_GIVEN TASK:_ Could you repeat only the listing lines from the line with "tag the snowy ground" to the line with "Target: jacket zipper", swapping "snowy ground" for "icy ground" and leaving everything else unchanged?

_TASK INPUTS:_
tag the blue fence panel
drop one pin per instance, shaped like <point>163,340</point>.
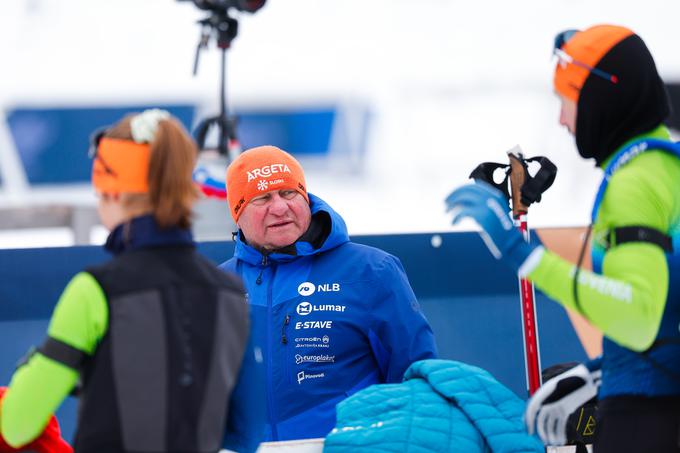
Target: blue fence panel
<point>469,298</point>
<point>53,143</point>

--

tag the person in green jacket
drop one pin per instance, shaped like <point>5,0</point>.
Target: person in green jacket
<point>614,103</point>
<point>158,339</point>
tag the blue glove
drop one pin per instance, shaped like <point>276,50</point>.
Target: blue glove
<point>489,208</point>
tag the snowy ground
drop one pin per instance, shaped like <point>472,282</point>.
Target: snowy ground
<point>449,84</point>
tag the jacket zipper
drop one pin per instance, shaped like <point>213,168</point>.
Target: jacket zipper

--

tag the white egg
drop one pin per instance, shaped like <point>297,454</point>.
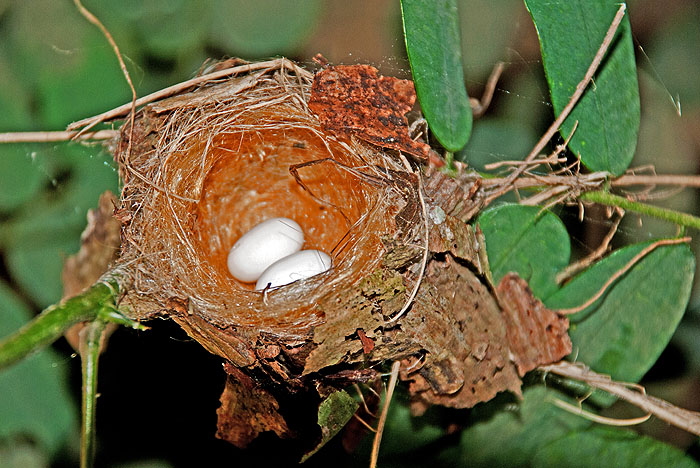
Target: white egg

_SOLUTION FOR THIS EXERCISE:_
tag the icy ground
drop one pin per instance, shaped like <point>472,282</point>.
Target: icy ground
<point>449,84</point>
tag the jacket zipper
drop one pin per instance, shaped like <point>213,168</point>.
Target: jacket zipper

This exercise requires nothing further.